------ Record extracts

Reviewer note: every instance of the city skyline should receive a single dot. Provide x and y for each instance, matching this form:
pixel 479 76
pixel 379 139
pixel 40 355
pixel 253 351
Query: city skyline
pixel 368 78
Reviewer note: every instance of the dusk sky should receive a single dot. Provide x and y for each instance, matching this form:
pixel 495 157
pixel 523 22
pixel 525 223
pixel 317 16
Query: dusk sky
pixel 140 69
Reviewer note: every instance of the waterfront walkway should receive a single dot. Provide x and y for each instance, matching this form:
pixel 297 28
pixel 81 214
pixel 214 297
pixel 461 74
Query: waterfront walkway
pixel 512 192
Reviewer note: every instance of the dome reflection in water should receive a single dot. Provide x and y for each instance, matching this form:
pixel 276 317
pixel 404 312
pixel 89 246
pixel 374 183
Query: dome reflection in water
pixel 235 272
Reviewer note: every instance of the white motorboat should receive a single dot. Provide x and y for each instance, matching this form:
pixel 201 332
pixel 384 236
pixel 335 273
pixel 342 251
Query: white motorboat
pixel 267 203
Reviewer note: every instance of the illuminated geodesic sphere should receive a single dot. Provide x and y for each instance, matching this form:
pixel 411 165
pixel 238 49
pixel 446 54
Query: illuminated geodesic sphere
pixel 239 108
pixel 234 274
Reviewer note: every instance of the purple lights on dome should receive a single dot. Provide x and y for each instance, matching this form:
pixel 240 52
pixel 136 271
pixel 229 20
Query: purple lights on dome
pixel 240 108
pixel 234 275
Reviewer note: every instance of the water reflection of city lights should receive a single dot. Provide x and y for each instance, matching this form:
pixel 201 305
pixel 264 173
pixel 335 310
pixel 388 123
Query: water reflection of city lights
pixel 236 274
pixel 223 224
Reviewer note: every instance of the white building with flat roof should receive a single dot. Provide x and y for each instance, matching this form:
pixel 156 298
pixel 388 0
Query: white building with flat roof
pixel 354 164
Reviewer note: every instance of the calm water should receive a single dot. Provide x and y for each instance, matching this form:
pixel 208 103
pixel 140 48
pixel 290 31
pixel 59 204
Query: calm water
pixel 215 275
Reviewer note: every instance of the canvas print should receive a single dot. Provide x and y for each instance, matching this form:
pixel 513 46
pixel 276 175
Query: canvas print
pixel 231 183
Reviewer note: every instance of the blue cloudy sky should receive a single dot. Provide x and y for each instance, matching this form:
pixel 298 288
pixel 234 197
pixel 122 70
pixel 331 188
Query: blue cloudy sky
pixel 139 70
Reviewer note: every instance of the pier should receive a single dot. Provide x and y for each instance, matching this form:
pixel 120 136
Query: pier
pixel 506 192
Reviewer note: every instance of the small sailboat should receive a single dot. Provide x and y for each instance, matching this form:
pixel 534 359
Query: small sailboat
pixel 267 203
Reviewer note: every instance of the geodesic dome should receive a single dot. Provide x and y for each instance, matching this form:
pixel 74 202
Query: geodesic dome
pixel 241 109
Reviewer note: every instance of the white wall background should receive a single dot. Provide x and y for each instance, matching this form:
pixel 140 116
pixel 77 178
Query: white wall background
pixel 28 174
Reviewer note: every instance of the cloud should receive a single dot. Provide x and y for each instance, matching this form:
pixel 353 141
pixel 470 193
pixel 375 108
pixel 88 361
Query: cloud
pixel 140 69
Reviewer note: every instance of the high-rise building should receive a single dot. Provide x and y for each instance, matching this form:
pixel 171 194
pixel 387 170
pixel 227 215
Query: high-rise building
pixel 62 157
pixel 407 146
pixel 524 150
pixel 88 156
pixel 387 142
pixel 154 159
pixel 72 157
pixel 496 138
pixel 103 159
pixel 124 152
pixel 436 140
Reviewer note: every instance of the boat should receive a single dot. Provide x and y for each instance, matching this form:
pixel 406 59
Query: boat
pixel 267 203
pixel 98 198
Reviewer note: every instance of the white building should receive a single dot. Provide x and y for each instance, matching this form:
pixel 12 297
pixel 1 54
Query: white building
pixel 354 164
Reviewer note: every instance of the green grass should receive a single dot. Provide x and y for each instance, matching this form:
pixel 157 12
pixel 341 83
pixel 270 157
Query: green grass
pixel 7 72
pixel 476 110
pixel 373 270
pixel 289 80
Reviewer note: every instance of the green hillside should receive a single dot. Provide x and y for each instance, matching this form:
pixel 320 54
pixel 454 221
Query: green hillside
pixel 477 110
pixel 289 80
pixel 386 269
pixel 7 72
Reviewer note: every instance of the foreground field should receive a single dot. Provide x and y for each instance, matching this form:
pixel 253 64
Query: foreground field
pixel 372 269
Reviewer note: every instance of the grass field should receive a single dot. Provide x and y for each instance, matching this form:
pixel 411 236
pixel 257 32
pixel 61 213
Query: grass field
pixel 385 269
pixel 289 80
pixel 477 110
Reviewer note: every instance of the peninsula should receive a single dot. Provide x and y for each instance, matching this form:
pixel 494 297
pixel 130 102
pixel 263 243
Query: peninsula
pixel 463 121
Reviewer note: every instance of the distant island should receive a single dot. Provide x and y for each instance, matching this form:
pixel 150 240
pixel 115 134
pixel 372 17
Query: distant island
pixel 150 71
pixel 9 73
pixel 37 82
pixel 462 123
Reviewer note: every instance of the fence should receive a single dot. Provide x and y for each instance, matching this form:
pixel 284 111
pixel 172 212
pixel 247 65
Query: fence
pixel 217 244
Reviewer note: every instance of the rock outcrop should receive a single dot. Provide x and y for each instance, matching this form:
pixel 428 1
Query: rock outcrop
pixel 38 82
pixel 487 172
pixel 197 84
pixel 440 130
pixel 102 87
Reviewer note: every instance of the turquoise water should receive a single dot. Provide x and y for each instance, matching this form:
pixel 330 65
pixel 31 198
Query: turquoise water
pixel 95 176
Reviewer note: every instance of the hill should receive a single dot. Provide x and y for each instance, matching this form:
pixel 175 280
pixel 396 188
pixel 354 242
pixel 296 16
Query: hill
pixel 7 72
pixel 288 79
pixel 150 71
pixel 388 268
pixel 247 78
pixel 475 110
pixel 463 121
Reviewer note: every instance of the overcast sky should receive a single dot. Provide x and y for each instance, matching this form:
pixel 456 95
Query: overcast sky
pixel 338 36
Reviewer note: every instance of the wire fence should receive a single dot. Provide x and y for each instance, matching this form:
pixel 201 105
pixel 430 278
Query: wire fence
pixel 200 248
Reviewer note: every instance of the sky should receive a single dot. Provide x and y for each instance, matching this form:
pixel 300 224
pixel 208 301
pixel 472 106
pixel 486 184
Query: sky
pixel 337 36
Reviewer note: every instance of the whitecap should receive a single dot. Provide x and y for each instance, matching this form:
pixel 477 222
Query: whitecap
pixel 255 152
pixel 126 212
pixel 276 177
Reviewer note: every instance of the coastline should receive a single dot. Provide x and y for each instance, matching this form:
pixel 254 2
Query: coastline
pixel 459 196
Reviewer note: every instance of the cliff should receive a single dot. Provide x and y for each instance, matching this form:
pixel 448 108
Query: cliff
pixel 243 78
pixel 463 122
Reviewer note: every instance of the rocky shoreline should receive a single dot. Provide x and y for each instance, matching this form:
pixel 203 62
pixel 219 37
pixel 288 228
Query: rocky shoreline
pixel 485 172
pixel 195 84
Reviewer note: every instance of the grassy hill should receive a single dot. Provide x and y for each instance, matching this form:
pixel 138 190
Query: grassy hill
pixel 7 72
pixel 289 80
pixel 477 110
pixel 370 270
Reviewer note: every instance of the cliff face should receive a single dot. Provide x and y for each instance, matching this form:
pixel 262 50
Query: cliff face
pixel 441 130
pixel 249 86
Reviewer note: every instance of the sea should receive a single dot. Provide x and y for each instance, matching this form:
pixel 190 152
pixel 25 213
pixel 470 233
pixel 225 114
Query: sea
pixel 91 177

------------

**Set problem:** Please copy out the lines between the one containing "Reviewer note: every instance of the sky" and the one containing "pixel 337 36", inclusive, adding 20 to each coordinate in the answer points and keeping the sample coordinates unchanged.

**Answer for the task:**
Reviewer note: every instance of the sky should receive a single dot. Provide x and y for each instance, matching this form:
pixel 300 224
pixel 208 301
pixel 472 106
pixel 486 184
Query: sky
pixel 357 56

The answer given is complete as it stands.